ОТРЫВОК:
-*-
Интерпретацию на уровне рефлексии2 - интерпретацию значений, знаков в

широком смысле: явлений, понятий, теоретических утверждений и т.д. Эта

интерпретация должна иметь модели, на которых она разрешается, в смысле

немецкого entscheiden. (Русские математики слово "разрешение" употребляют

именно в этом смысле. Не в смысле юридического разрешения, а разрешения на

чем-то, разрешение проблемы и т.п. В смысле "разрешающего устройства".)

Итак, интерпретация во втором смысле - это интерпретация на уровне

рефлексии2, а интерпретация в первом смысле, соответственно, на уровне

рефлексии1. Какая? Согласно Декарту, в этой интерпретации наше понимание,

допустим, слов совпадает с пониманием или знанием того, что это именно так,

т.е. с убеждением в истинности или доказанности того, что говорят слова,

когда акт понимания достаточно понять и - одновременно - это и будет

доказательством знания действительного обстояния дела, о котором говорило

то, что мы понимаем или что нам следует понять. То есть то, что говорило

слово, обращенное к нашему понимающему сознанию.

Все это, повторяю, необычайно важно в связи с нашим отношением к тем

странным процессам, которые мы обозначили словом "прошлое". Декартовский

принцип непрерывности предполагает, что все прошлое, все, что де-факто

свершилось, осуществилось, воспроизводится на уровне рефлексии. И это, как я

сказал, то же самое, что сначала было стихийно, а потом контролируемо, -

природа у этих вещей одна, и на этом строится возможность познания.



 

 

РАЗМЫШЛЕНИЕ ТРИНАДЦАТОЕ38

Вывод из того движения, которое мы проделали, может быть таким. При

анализе психологических и сознательных явлений в психологии (как и вообще в

феноменологии - замечу в скобках) мы можем начинать не с того, как предмет

действует на меня или на сознание, - это было бы натуралистической посылкой,

как я показывал, - а с того, каков предмет как когитата (или как когитация).

И конечно, эта проблема сложная не только для Декарта (она сложная и по

сегодняшний день), а с другой стороны, ее трактовка Декартом - пример

кавалерийской доблести, когда, благодаря силе абстракции и отвлеченной

последовательности своего умозрения, он проходит по краю бездны незнания, не

падая в эту бездну.
-*-
ИСХОДНЫЕ ДАННЫЕ:

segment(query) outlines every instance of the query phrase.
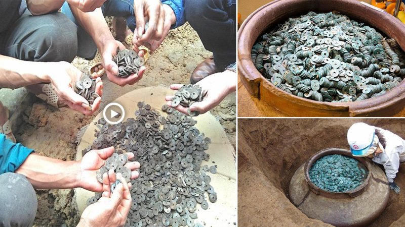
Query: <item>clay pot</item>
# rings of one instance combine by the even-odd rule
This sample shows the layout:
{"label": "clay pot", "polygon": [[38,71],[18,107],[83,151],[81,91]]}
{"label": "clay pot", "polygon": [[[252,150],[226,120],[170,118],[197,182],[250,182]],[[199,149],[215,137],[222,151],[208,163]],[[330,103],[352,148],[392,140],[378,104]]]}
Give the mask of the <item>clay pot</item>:
{"label": "clay pot", "polygon": [[394,38],[405,49],[405,25],[385,12],[356,0],[276,0],[259,8],[245,21],[238,32],[238,70],[249,92],[285,115],[296,117],[391,117],[405,105],[405,82],[380,96],[349,103],[318,102],[277,88],[258,71],[251,59],[257,38],[268,28],[309,11],[338,11],[363,22]]}
{"label": "clay pot", "polygon": [[[364,182],[353,190],[338,193],[323,190],[313,184],[309,175],[312,164],[334,154],[362,163],[369,171]],[[378,166],[371,164],[366,158],[352,156],[349,150],[328,148],[316,153],[298,168],[291,179],[289,194],[293,204],[309,218],[335,226],[367,226],[384,211],[389,191],[385,174]]]}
-*-
ЗАДАНИЕ A: Изложите суть отрывка в двух предложениях.
ЗАДАНИЕ B: Какое немецкое слово приводится в отрывке, чтобы пояснить, в каком смысле интерпретация «разрешается» на моделях?
ЗАДАНИЕ C: Перепишите из отрывка без изменений кусок, начиная со слов «феноменологии - замечу» и до слов «(или как когитация).» включительно.

ПРАВИЛЬНЫЙ ОТВЕТ A: В отрывке различаются два вида интерпретации: на уровне рефлексии2 толкуются значения и знаки, а на уровне рефлексии1, согласно Декарту, понимание слов совпадает с убеждением в истинности того, что они говорят, причем по декартовскому принципу непрерывности все прошлое воспроизводится на уровне рефлексии. В тринадцатом размышлении делается вывод, что при анализе сознательных явлений можно начинать не с того, как предмет действует на сознание, а с того, каков предмет как когитата.

ПРАВИЛЬНЫЙ ОТВЕТ B: Entscheiden.

ПРАВИЛЬНЫЙ ОТВЕТ C:
феноменологии - замечу в скобках) мы можем начинать не с того, как предмет

действует на меня или на сознание, - это было бы натуралистической посылкой,

как я показывал, - а с того, каков предмет как когитата (или как когитация).